#### PROVIDED RECORDS
-=-=-

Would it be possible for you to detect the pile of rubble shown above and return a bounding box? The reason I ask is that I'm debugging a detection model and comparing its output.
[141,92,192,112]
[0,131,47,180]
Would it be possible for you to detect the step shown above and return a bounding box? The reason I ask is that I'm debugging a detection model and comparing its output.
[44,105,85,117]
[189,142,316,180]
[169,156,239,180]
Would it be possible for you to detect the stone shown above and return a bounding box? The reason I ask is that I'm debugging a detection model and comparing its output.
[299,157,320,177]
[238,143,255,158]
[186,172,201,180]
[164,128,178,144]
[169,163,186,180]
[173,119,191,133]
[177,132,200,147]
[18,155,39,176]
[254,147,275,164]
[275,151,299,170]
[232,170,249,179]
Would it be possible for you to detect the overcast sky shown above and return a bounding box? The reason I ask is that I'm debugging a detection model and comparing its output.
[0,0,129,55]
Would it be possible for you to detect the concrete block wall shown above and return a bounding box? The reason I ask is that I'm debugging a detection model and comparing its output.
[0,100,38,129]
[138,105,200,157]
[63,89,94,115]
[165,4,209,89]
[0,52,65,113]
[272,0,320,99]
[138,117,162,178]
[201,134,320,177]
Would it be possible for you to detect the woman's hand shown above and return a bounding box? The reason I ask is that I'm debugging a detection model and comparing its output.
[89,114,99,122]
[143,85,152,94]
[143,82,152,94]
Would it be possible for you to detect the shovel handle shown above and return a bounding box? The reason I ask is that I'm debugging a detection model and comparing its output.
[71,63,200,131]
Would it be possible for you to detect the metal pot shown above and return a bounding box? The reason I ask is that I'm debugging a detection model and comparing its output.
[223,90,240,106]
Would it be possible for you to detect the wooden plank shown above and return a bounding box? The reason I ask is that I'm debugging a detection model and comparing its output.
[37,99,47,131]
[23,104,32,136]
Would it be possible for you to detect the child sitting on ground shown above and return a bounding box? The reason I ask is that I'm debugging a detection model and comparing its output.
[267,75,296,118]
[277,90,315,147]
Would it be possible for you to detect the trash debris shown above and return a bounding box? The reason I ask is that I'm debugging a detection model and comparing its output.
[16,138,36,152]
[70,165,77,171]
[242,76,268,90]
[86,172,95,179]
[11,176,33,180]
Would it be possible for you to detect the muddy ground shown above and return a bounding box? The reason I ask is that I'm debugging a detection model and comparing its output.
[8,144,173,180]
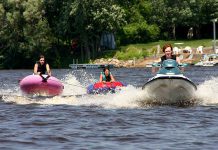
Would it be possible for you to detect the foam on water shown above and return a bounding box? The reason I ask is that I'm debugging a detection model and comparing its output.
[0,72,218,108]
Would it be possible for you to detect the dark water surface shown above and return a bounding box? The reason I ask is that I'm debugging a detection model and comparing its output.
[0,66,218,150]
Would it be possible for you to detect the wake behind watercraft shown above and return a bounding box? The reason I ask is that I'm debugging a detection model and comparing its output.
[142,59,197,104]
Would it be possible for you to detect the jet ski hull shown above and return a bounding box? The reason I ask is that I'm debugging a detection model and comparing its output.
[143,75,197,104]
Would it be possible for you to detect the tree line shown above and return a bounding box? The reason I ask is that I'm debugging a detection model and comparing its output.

-=-=-

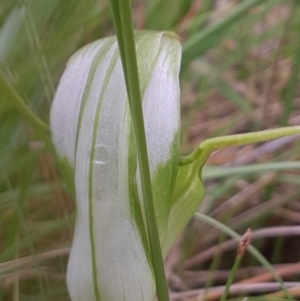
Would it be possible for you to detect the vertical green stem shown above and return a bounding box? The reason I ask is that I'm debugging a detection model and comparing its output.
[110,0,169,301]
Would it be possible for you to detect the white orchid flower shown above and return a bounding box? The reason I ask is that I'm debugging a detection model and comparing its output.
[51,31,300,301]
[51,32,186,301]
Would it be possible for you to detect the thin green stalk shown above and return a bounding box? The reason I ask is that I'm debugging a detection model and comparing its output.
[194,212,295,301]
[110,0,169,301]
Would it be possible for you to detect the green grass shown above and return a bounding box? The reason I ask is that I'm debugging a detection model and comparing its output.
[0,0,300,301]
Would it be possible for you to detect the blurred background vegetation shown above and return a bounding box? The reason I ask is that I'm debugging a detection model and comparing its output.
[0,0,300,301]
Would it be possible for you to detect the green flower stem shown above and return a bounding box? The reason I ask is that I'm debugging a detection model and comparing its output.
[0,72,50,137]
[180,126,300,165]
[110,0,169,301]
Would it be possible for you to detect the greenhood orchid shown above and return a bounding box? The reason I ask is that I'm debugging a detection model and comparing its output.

-=-=-

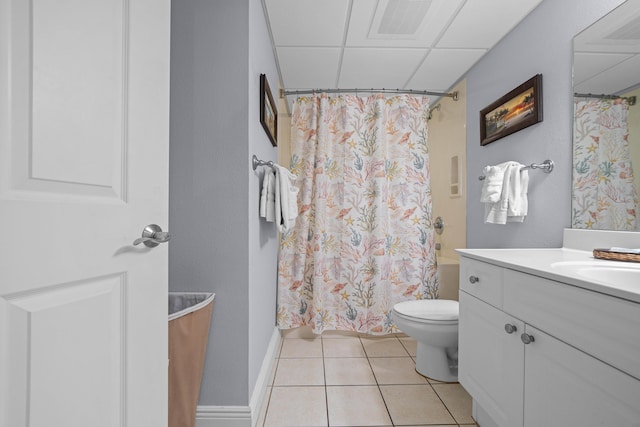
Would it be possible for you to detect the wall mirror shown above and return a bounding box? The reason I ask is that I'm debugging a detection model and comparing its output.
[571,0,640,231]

-=-=-

#### WRITTEN PROBLEM
Update everything from the line containing "Would it be possible for you to detect the pile" down to the line containing "[71,63,200,131]" by changing "bounding box" to "bounding rectangle" and leaving the rest untouched.

#### TASK ANSWER
Would it be possible for you to detect the pile of rubble shown above and return a bounding rectangle? The reason I ask is that I'm debugging a detection model and comparing its output.
[141,92,192,112]
[0,131,47,180]
Would it be possible for you to detect the step shown above and return a bounding rectangle? The reason I ask is that I'm debugging a detection model and comparing its output.
[44,105,85,117]
[189,142,316,180]
[169,156,239,180]
Would it be possible for you to detect the stone shown above and return a bounding rectangle? The reason I ask is that I'm debugging a detection model and comparing its output.
[299,157,320,177]
[238,143,255,158]
[186,172,201,180]
[164,128,178,144]
[169,163,186,180]
[173,119,191,133]
[177,132,200,147]
[18,155,39,176]
[254,147,275,164]
[275,151,299,170]
[232,170,249,179]
Would it be possible for you to detect the overcast sky shown above and return a bounding rectangle? The reason I ask is that I'm debugging a detection model and comparing its output.
[0,0,129,55]
Would it be possible for you to detect the concrete block wall shown above and return a bounding rectangle? The reason I ask is that I'm debugging a detection model and comparing its output.
[0,100,38,129]
[138,105,200,157]
[63,89,94,115]
[165,4,209,89]
[0,52,65,113]
[272,0,320,99]
[138,117,162,178]
[201,134,320,177]
Would it be possible for you to detect the woman's hand shown above and return a bounding rectangle? The reason I ask is that I'm debugging a detection model and comparing its output.
[89,114,99,122]
[143,85,152,94]
[143,82,152,94]
Would it be possible for you to detect the shovel handle shown above and return a bounding rectangle? The reason I ask is that I'm debugging a detection model and comparing its output.
[71,63,200,131]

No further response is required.